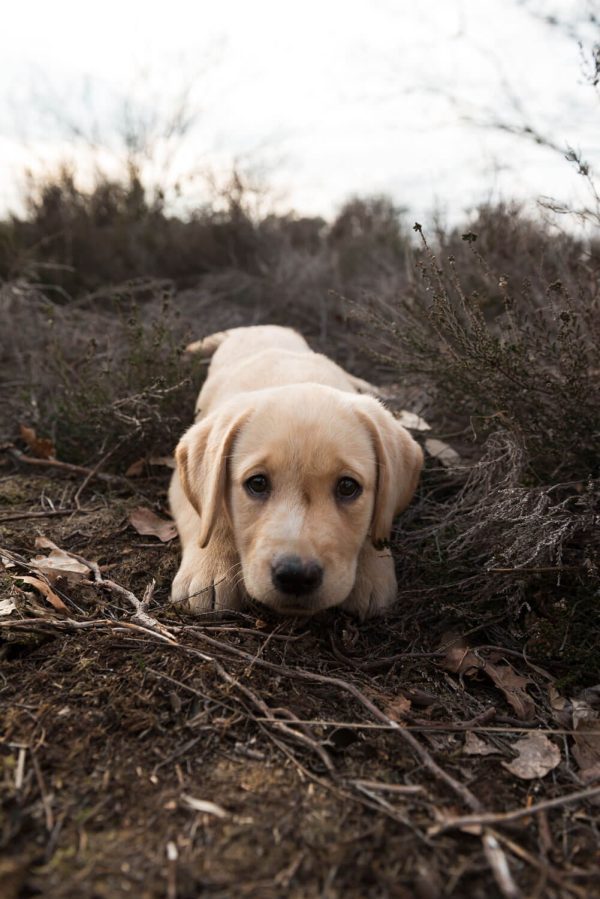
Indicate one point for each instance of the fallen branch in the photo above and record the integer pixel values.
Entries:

::::::::::

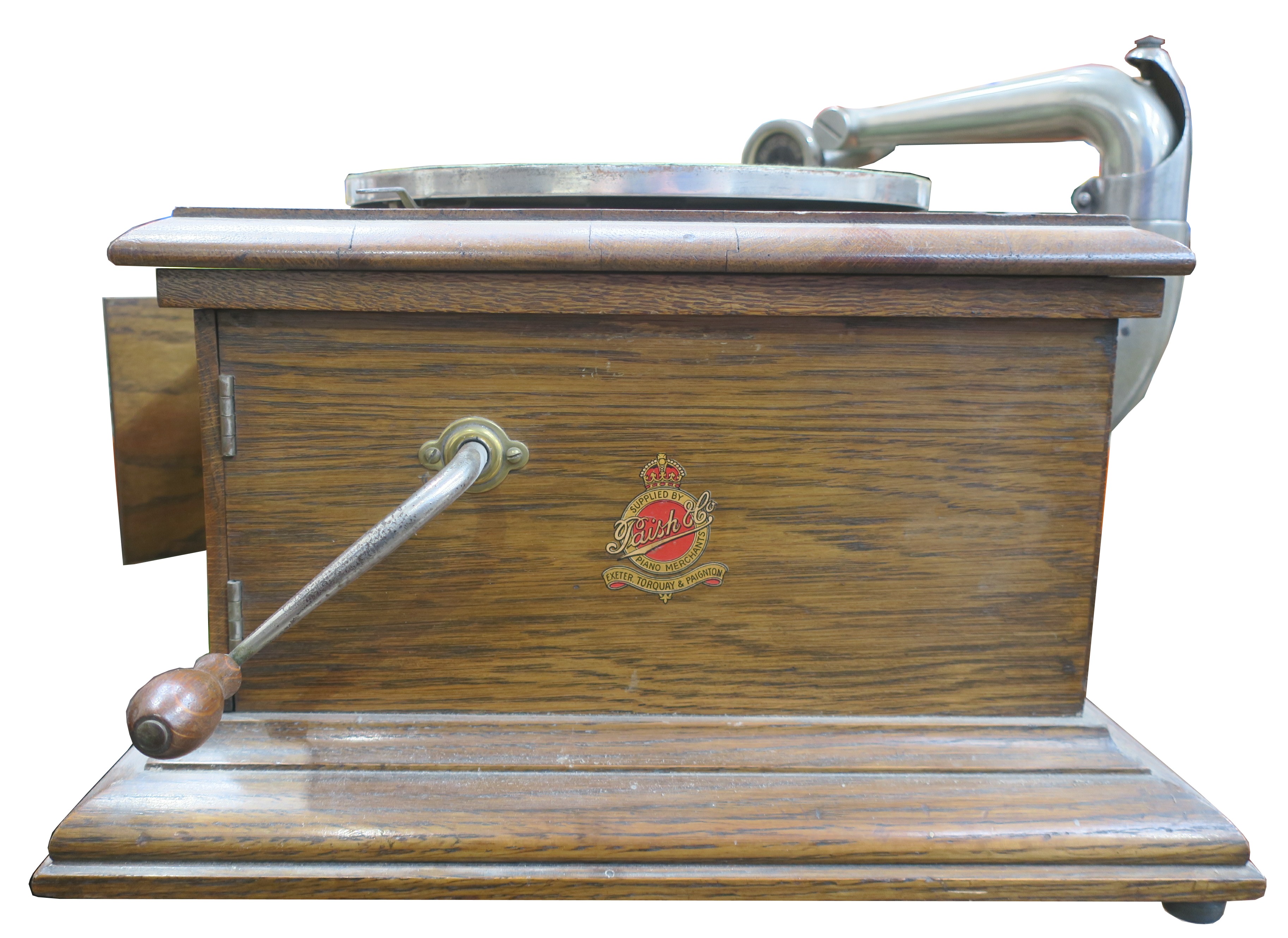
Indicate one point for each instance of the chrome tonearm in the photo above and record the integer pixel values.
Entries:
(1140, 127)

::::::::::

** Instructions for the task **
Pull out each line of the material above that contains the word "instance". Case counts.

** Task result **
Indicate one point for each instance of the fallen branch in the photo above and record the integer pixel values.
Indicate one point for each instance of the chrome tonearm in the photo above and record the integer pixel values.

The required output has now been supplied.